» TASK OBJECTIVE
Nothing less than an exact copy of all the records is required.

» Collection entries
--- START ---
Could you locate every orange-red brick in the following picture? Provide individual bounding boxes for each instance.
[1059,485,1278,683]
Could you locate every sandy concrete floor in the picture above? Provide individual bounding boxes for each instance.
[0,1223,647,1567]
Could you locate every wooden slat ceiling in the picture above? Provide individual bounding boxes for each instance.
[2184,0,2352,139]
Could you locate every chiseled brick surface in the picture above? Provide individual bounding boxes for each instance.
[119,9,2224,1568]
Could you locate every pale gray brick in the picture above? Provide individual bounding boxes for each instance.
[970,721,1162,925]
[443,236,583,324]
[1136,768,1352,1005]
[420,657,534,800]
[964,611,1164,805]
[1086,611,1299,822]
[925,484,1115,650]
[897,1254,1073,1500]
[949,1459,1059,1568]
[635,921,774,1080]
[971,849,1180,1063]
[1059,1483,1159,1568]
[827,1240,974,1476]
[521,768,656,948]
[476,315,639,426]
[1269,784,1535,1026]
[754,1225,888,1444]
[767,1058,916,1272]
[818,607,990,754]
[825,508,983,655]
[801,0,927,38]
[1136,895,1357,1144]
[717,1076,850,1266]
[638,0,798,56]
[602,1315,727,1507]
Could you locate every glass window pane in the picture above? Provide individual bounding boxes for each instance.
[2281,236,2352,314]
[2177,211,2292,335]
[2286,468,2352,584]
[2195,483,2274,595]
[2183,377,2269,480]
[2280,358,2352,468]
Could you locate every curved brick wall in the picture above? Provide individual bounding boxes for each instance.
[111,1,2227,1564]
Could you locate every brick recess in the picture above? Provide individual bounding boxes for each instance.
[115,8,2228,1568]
--- END ---
» SOLUTION TO THIS PROBLEM
Could you locate every orange-red brick in the following picture? Provide individual bounding boxes for each instance.
[1059,485,1278,683]
Could you locate every sandy concrete floor in the picture above? Provide individual bounding boxes for each instance.
[0,1223,647,1567]
Could you locate every wooden slat ceiling in the picture above? Provide individual bounding boxes for each instance.
[2184,0,2352,139]
Could you locate every chiseled brick surface in the picture above? Provide individual bounding boxes for each instance.
[119,9,2224,1568]
Could you locate every pale gray brick in the picture above? Provide individual bounding boxes for each instance.
[970,721,1162,925]
[443,236,583,324]
[1136,768,1352,1005]
[420,657,534,800]
[964,611,1164,805]
[1086,611,1299,822]
[925,484,1115,650]
[897,1254,1073,1500]
[949,1459,1059,1568]
[635,921,774,1080]
[971,849,1180,1063]
[1059,1483,1159,1568]
[827,1240,974,1476]
[521,768,656,948]
[476,315,639,426]
[1269,784,1535,1026]
[754,1225,888,1444]
[767,1058,916,1272]
[818,607,990,754]
[825,508,983,655]
[801,0,927,38]
[1136,895,1357,1144]
[717,1076,850,1266]
[638,0,798,56]
[602,1315,727,1507]
Could you locate every glass window pane in the picture above? Provide individual bounding boxes for each instance.
[2281,236,2352,314]
[2177,211,2292,335]
[2286,468,2352,584]
[2195,483,2274,595]
[2183,377,2269,480]
[2280,358,2352,468]
Could you locate every curved brick wall in the picture above? Provide individual bounding boxes for each instance.
[111,1,2227,1564]
Could you locate every brick recess in the picture above? Provide individual bounding boxes for each instance.
[115,8,2228,1568]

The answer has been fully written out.